◆ **WHAT THE EXERCISE ASKS**
The expected output is the complete data, reproduced exactly.

(Dataset entries)

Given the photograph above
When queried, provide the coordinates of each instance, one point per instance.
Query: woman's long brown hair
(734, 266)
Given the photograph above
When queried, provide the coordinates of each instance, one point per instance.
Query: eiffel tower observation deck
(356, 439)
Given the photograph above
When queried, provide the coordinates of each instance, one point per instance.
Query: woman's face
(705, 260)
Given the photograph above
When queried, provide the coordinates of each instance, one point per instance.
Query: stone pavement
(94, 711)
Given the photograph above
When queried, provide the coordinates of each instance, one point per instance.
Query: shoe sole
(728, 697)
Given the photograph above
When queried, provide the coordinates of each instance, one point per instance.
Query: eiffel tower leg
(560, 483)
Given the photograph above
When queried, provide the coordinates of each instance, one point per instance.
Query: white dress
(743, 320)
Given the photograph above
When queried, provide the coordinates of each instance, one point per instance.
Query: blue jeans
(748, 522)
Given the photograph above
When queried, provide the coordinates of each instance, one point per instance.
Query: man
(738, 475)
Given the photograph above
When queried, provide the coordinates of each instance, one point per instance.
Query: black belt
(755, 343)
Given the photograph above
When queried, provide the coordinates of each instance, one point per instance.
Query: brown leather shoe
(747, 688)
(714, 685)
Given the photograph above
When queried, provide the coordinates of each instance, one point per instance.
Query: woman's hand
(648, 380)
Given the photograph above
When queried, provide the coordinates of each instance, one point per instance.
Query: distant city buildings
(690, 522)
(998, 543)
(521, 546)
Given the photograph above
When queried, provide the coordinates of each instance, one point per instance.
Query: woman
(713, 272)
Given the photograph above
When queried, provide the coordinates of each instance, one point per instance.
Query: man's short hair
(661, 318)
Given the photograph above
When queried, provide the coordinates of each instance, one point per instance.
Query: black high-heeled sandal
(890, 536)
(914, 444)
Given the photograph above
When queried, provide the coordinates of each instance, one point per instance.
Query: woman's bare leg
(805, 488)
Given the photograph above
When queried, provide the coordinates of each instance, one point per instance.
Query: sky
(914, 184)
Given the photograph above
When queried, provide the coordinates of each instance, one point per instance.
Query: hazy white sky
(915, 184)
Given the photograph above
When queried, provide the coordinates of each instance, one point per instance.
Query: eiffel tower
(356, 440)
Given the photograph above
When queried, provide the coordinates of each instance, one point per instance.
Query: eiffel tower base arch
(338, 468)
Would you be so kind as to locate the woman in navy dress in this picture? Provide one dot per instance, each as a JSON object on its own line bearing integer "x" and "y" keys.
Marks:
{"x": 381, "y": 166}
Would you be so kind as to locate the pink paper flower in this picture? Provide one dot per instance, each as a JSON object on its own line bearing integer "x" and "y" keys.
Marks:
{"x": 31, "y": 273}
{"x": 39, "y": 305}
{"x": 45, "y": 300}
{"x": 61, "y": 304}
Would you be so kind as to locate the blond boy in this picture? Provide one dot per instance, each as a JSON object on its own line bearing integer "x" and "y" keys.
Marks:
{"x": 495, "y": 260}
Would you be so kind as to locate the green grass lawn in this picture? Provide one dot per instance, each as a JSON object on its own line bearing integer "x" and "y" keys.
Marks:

◆ **ANSWER AREA**
Given the photograph above
When queried, provide the coordinates of each instance, one point per instance.
Query: woman's long brown hair
(734, 266)
Given the photograph above
When queried, provide the coordinates of each instance, one point per instance.
Query: eiffel tower observation deck
(356, 439)
Given the photograph above
When queried, provide the coordinates of each instance, one point per instance.
Query: woman's face
(705, 260)
Given the photograph above
When queried, provide the coordinates of each instance, one point per instance.
Query: stone pavement
(94, 711)
Given the photograph above
When queried, provide the coordinates of each instance, one point per instance.
Query: shoe sole
(728, 697)
Given the photograph above
When queried, provide the coordinates of each instance, one point per instance.
Query: eiffel tower leg
(560, 483)
Given the photograph above
When queried, provide the coordinates of each instance, one point per instance.
Query: white dress
(743, 320)
Given the photograph above
When queried, provide the coordinates of each instance, one point per instance.
Query: blue jeans
(748, 522)
Given the photograph above
When queried, provide the coordinates of each instance, one point per instance.
Query: man
(738, 475)
Given the photograph above
When queried, provide the coordinates of each instance, one point per instance.
Query: black belt
(755, 343)
Given the photograph above
When queried, provide the coordinates of each instance, one point per instance.
Query: brown leather shoe
(747, 688)
(714, 685)
Given the photograph above
When queried, provide the coordinates of each instance, one point per instance.
Query: woman's hand
(648, 380)
Given the photograph above
When queried, provide the coordinates of each instance, one point per instance.
Query: distant city buildings
(690, 522)
(998, 543)
(521, 546)
Given the photograph above
When queried, provide the coordinates of each instance, one point per instance.
Query: woman
(713, 272)
Given the photograph above
When queried, provide the coordinates of each instance, one point per instance.
Query: man's short hair
(661, 318)
Given the photograph above
When queried, provide the coordinates of each instance, one point per instance.
Query: black high-heeled sandal
(890, 536)
(914, 444)
Given the photograph above
When queried, provide the coordinates of each instance, one point per instance.
Query: woman's bare leg
(805, 488)
Given the photograph above
When queried, provide the coordinates of each instance, one point per instance.
Query: sky
(914, 184)
Given the photograph above
When queried, provide the coordinates of each instance, one point per instance.
Query: hazy white sky
(915, 184)
Given the photograph above
When queried, provide the coordinates of each instance, one point per instance.
Query: eiffel tower
(356, 440)
Given the photograph above
When queried, provide the coordinates of each instance, one point per instance.
Query: eiffel tower base arch
(338, 468)
Would you be so kind as to locate the woman in navy dress in this picture? Provide one dot per instance, each as a JSON object on its own line bearing integer "x" and "y" keys.
Marks:
{"x": 381, "y": 166}
Would you be so kind as to locate the pink paper flower in this picture? Provide one dot per instance, each as a JSON object on its own line bearing integer "x" and "y" keys.
Marks:
{"x": 31, "y": 273}
{"x": 39, "y": 305}
{"x": 45, "y": 300}
{"x": 61, "y": 304}
Would you be so kind as to locate the blond boy in this picture? Provide one dot per instance, each as a JSON object on its own line bearing integer "x" and "y" keys.
Marks:
{"x": 495, "y": 260}
Would you be so kind as to locate the green grass lawn in this picture? Provide one dot per instance, each as a JSON object on its own line bearing integer "x" and "y" keys.
Marks:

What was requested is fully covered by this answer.